# WHAT YOU SHOULD DO:
Nothing but the lines from the one containing "Target: black hockey glove" through the one containing "Target: goal net", both included, should be given again, each exactly as written below.
----- ENTRIES PROVIDED
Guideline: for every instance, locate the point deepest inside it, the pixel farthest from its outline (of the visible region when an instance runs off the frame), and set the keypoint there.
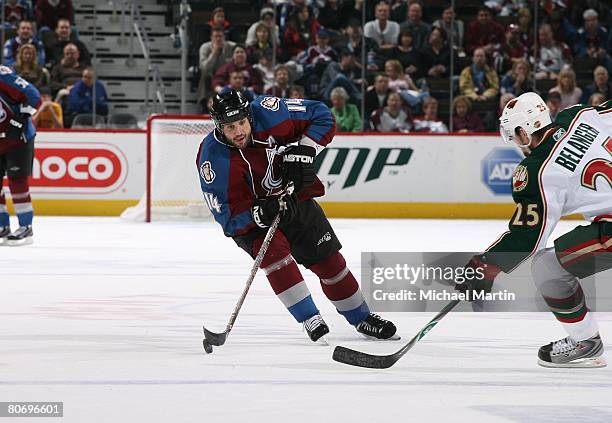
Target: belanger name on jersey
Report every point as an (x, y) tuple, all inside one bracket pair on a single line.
[(276, 122), (569, 172)]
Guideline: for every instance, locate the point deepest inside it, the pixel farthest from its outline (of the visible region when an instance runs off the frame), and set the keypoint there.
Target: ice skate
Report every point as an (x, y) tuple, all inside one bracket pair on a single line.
[(22, 236), (569, 353), (376, 327), (316, 328)]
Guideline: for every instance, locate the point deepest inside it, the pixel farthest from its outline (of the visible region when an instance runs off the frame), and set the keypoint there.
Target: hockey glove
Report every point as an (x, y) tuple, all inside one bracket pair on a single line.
[(264, 210), (16, 126), (479, 276), (298, 166)]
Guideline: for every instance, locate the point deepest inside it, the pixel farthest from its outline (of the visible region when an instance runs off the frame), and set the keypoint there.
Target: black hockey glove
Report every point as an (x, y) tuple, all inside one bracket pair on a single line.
[(298, 166), (264, 210), (479, 276), (16, 126)]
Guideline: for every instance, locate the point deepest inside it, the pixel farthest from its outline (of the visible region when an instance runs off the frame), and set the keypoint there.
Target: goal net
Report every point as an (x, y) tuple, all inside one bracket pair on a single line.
[(172, 188)]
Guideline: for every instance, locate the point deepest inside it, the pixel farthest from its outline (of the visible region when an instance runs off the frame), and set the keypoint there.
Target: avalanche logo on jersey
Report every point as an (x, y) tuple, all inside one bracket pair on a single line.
[(207, 173), (269, 182), (271, 103), (520, 178)]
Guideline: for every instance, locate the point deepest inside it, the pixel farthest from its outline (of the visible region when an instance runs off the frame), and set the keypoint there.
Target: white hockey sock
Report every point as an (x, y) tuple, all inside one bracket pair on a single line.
[(584, 329)]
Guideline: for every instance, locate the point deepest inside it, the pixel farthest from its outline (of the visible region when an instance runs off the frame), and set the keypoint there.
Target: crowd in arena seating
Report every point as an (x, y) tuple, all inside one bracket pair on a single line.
[(415, 53), (42, 46)]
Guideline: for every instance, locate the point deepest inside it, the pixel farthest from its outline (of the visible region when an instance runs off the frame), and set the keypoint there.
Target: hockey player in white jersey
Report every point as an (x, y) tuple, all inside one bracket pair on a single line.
[(567, 170)]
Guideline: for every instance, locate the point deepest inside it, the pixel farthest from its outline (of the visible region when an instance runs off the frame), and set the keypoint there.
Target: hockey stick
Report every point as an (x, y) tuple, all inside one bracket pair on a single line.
[(361, 359), (217, 339)]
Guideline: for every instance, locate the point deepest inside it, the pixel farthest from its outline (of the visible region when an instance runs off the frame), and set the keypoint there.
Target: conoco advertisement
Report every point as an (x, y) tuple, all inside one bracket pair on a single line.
[(89, 165)]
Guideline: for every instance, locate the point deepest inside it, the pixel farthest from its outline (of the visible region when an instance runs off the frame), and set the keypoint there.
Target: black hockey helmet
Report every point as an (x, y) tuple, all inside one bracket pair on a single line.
[(229, 106)]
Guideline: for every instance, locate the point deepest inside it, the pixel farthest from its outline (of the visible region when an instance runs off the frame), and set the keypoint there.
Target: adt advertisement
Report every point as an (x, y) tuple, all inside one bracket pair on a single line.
[(497, 169)]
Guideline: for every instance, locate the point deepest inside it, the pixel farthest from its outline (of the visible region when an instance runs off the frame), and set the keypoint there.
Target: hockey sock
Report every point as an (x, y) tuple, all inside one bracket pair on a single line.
[(4, 217), (563, 295), (341, 287), (285, 278), (20, 193)]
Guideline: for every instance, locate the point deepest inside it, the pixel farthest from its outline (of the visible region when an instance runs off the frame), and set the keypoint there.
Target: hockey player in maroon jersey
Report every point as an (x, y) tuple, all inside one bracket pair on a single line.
[(244, 165), (18, 101)]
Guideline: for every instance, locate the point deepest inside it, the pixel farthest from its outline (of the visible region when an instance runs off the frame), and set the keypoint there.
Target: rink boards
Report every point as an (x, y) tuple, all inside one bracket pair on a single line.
[(101, 172)]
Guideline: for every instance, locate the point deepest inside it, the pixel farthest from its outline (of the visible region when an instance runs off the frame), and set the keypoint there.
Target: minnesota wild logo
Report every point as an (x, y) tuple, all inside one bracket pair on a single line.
[(520, 178)]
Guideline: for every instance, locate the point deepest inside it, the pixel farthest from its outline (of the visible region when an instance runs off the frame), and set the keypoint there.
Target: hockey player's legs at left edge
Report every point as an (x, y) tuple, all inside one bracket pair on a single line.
[(256, 150), (19, 99)]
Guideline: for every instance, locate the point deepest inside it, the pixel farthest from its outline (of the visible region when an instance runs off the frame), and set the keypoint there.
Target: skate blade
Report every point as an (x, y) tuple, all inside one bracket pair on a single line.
[(584, 363), (19, 243), (395, 337)]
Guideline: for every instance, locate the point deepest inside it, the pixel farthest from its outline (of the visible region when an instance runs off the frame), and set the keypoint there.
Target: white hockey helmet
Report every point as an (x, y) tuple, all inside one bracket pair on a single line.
[(527, 111)]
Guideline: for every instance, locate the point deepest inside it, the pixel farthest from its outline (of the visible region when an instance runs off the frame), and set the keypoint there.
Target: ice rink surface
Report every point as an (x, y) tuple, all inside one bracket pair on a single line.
[(107, 317)]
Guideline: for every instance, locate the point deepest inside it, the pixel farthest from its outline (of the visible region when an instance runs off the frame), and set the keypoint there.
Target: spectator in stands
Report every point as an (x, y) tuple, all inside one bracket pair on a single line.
[(213, 54), (553, 101), (601, 85), (266, 17), (301, 31), (458, 28), (49, 115), (286, 10), (436, 55), (318, 56), (236, 82), (518, 80), (563, 30), (464, 120), (252, 78), (282, 87), (297, 91), (377, 95), (592, 39), (414, 23), (596, 99), (81, 97), (566, 86), (374, 60), (56, 41), (49, 11), (68, 71), (525, 25), (484, 32), (429, 121), (403, 83), (16, 11), (24, 36), (392, 118), (552, 56), (407, 54), (478, 81), (382, 30), (28, 68), (218, 20), (342, 74), (261, 46), (336, 14), (511, 51), (346, 114)]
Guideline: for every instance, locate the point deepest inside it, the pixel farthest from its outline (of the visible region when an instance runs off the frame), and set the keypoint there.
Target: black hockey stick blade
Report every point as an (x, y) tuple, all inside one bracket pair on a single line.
[(371, 361), (215, 339)]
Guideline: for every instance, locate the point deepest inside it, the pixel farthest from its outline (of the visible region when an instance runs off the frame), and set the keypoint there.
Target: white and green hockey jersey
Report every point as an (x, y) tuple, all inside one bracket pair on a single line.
[(569, 172)]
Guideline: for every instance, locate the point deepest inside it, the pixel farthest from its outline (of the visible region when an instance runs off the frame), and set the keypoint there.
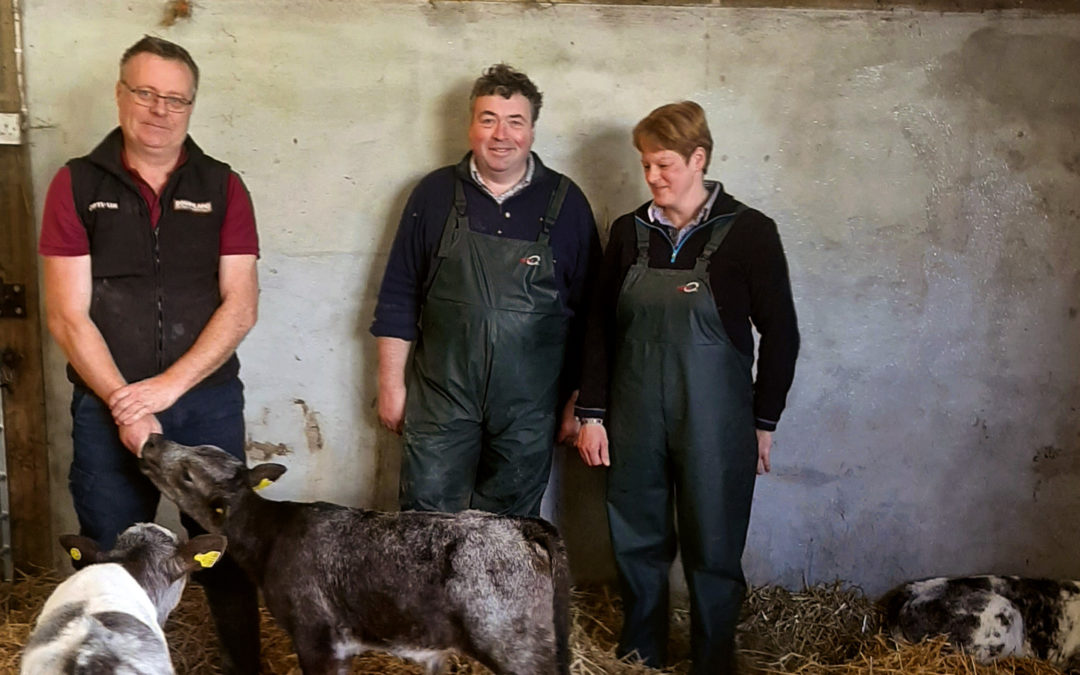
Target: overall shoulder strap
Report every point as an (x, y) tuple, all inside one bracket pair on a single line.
[(554, 206), (720, 227)]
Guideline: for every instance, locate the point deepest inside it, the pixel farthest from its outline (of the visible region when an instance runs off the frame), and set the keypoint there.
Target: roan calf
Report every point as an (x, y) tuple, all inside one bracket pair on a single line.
[(341, 581), (991, 617), (108, 617)]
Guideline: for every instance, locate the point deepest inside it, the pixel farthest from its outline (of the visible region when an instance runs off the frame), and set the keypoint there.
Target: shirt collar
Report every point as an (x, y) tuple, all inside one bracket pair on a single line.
----------
# THE ANSWER:
Target: black hockey glove
Report every point as an (x, y) tuple, all inside one bracket pair on a single line.
[(298, 166), (264, 210), (479, 276), (16, 126)]
Guideline: for every instance, locate the point deepest inside it, the pixel farthest from its outline (of the visible region when an instance runs off the frame), and set the keypoint there.
Target: goal net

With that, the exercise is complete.